* [Exercices]
• 1. Recopiez, dans l'article sur Jankélévitch ci-dessous, tout le passage qui va de "Jusqu’au 3 mars." jusqu'à "et de l’amour.".
• 2. Répondez aux questions suivantes sur l'article consacré à Jankélévitch ci-dessous.
(a) Quelles sont les années de naissance et de mort du philosophe ?
(b) Dans quel ouvrage paru en 1966 figure la phrase sur le caractère éternel du fait d'avoir vécu une vie éphémère ?
(c) Chez quel éditeur paraissent les rééditions mentionnées ?

* [Article]
========

Jusqu’au 3 mars. BnF François-Mitterrand, Paris. Entrée gratuite.
— Par Élodie Maurot —
Une exposition à la Bibliothèque nationale de France et plusieurs rééditions font revivre l’œuvre du philosophe de la morale, de la mort et de l’amour.
Méditant sur le mystère de la mort, Vladimir Jankélévitch (1903-1985) pensait qu’en dépit du néant sur lequel semble s’achever toute existence, la vie avait le dernier mot. Non en raison d’une croyance métaphysique ou religieuse en un « au-delà », mais parce que la mort n’a pas le pouvoir d’effacer le fait d’avoir vécu. « Si la vie est éphémère, le fait d’avoir vécu une vie éphémère est un fait éternel », écrit-il dans La Mort (1966). Une pensée qu’il prolonge dans L’Irréversible et la Nostalgie (1973), d’où est tirée la magnifique citation sous laquelle se place l’exposition que la Bibliothèque nationale de France (BnF) consacre au philosophe (1) : « Celui qui a été ne peut plus désormais ne pas avoir été : désormais ce fait mystérieux et profondément obscur d’avoir vécu est son viatique pour l’éternité. »
Cet hiver, cette exposition d’archives et plusieurs rééditions chez Flammarion (Philosophie morale, qui regroupe plusieurs textes dont certains étaient devenus introuvables, et deux publications en poche pour La Mauvaise Conscience et Le Pardon) témoignent de la persistance d’une œuvre qui a su, dans la deuxième moitié du XXe siècle, revisiter et vitaliser tous les grands thèmes de la philosophie morale, tout en prenant en charge la tragédie de la guerre et de la Shoah. S’y ajoute, comme en écho, une ample réflexion sur la musique, que le philosophe, pianiste, écoutait, méditait et jouait.

========

* [Données enregistrées]
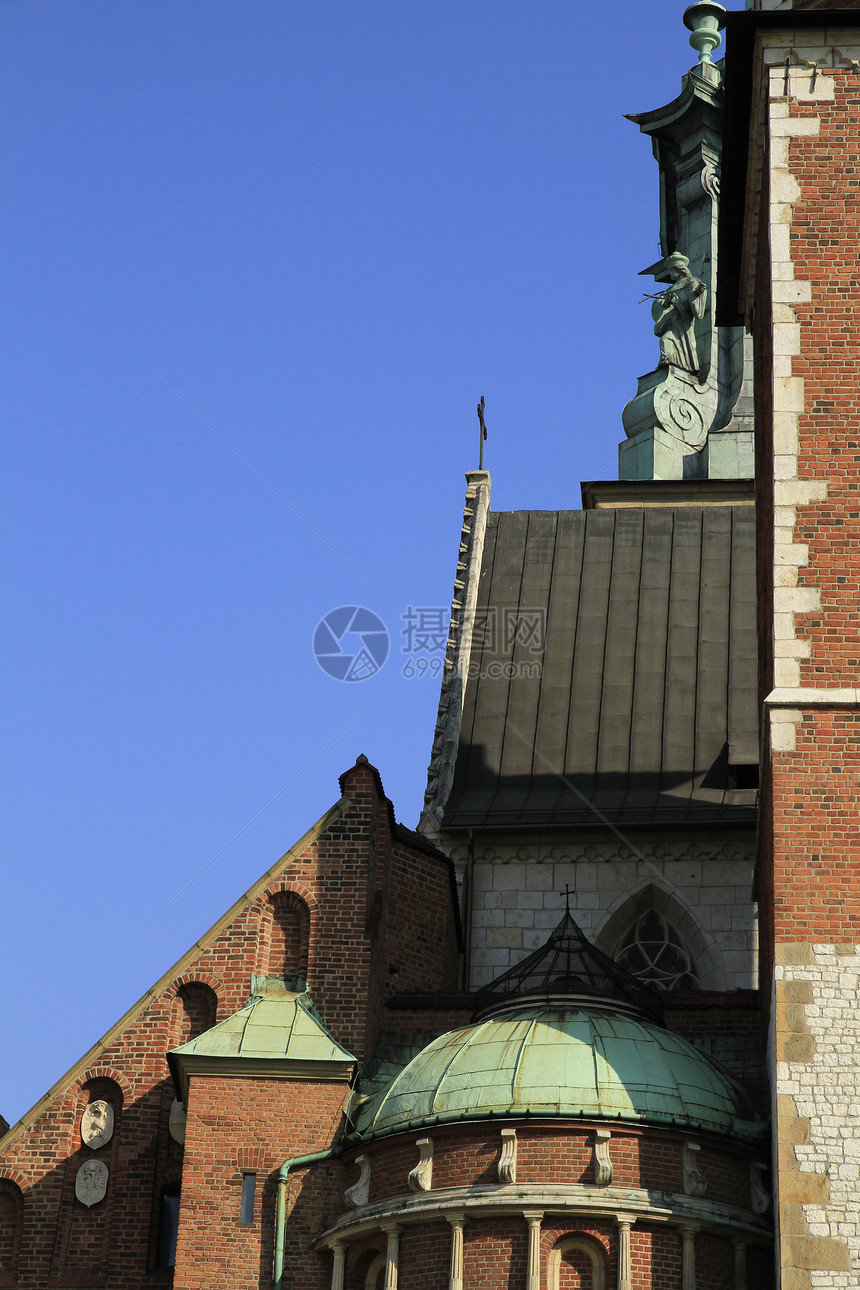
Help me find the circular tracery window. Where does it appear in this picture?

========

* [Corrigés]
• 1.
Jusqu’au 3 mars. BnF François-Mitterrand, Paris. Entrée gratuite.
— Par Élodie Maurot —
Une exposition à la Bibliothèque nationale de France et plusieurs rééditions font revivre l’œuvre du philosophe de la morale, de la mort et de l’amour.

• 2.
(a) 1903 et 1985.
(b) La Mort.
(c) Flammarion.